Ninguém sabe quem comeu barbatanas pela primeira vez. No século XVI, o célebre herbanário Li Shih-chen anotou em sua Pharmacopceia: “As barbatanas de tubarão são deliciosas.” Na verdade, elas não passam de uma substância gelatinosa e insípida que só apresenta sabor quando fervida num caldo rico. Muitas reputações de cozinheiros se fizeram ou foram por água abaixo com essas sopas.
O preparo dessa iguaria, para que ela possa deliciar o paladar dos gourmets de verdade, é um processo longo e aborrecido. Antes que tudo, as barbatanas já beneficiadas devem ser postas a cozer em fogo lento por quatro horas; depois são deixadas de molho em água fria uma noite inteira, para que fiquem macias; no dia seguinte, são de novo postas em fogo lento por mais quatro horas e, por fim, fervidas em água em que se metem cebolas verdes, raiz de gengibre e vinho, ficando assim meia hora, para se libertarem por completo de quaisquer matéria estranhas e perderem o cheiro de peixe. Só então é que ficam prontas para a sopa.
“Fazer um caldo de superior qualidade é condição sine qua non para se conseguir uma boa terrina de sopa de barbatanas de tubarão”, afirma Chang Wing, antigo professor de culinária chinesa e autor do livro 30 anos de Experiência na Cozinha, um best-seller. “Para fazer 1,2 litro de caldo, ponha numa panela de barro 6720g de carne de porco magra, 360g de carne de galinha e 120g de presunto em 1,6 litro de água, e coza tudo em fogo lento. Uma vez preparado o caldo rico, adicione-lhe 400g de barbatanas já preparadas.”

——————————

• [AÇÕES NECESSÁRIAS]:
A – Altere o texto sobre a sopa de barbatanas de tubarão a partir das palavras "Ninguém sabe quem" até logo depois de "com essas sopas.", trocando "barbatanas" por "nadadeiras".
B – Traduza para o inglês a frase "Só então é que ficam prontas para a sopa.", do texto sobre a sopa de barbatanas de tubarão.
Os registros não têm relação com o texto.

——————————

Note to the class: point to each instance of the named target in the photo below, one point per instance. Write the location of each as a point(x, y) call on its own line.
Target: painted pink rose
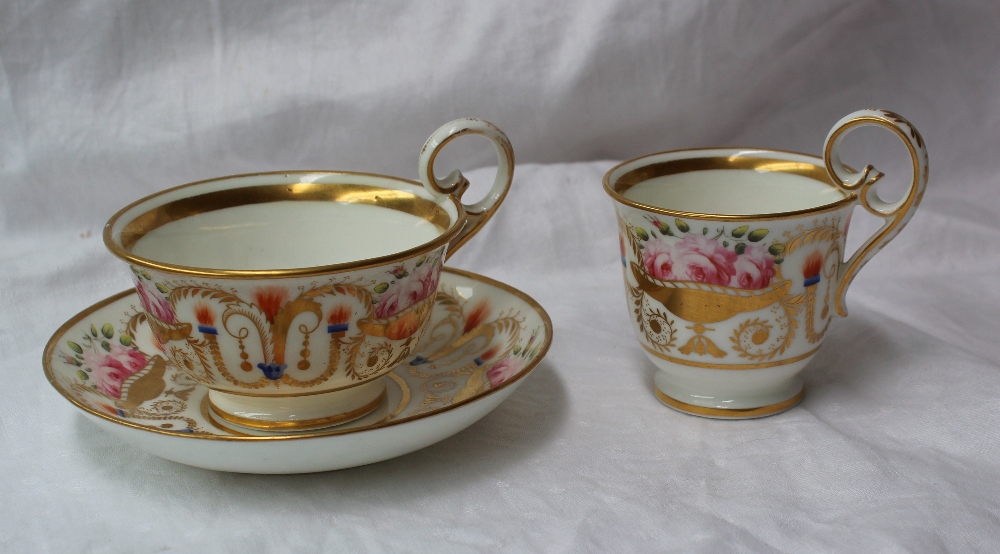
point(408, 291)
point(506, 368)
point(658, 257)
point(754, 268)
point(703, 259)
point(155, 304)
point(110, 370)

——————————

• [RESPOSTAS DAS TAREFAS]:
A –
Ninguém sabe quem comeu nadadeiras pela primeira vez. No século XVI, o célebre herbanário Li Shih-chen anotou em sua Pharmacopceia: “As nadadeiras de tubarão são deliciosas.” Na verdade, elas não passam de uma substância gelatinosa e insípida que só apresenta sabor quando fervida num caldo rico. Muitas reputações de cozinheiros se fizeram ou foram por água abaixo com essas sopas.

B – Only then are they ready for the soup.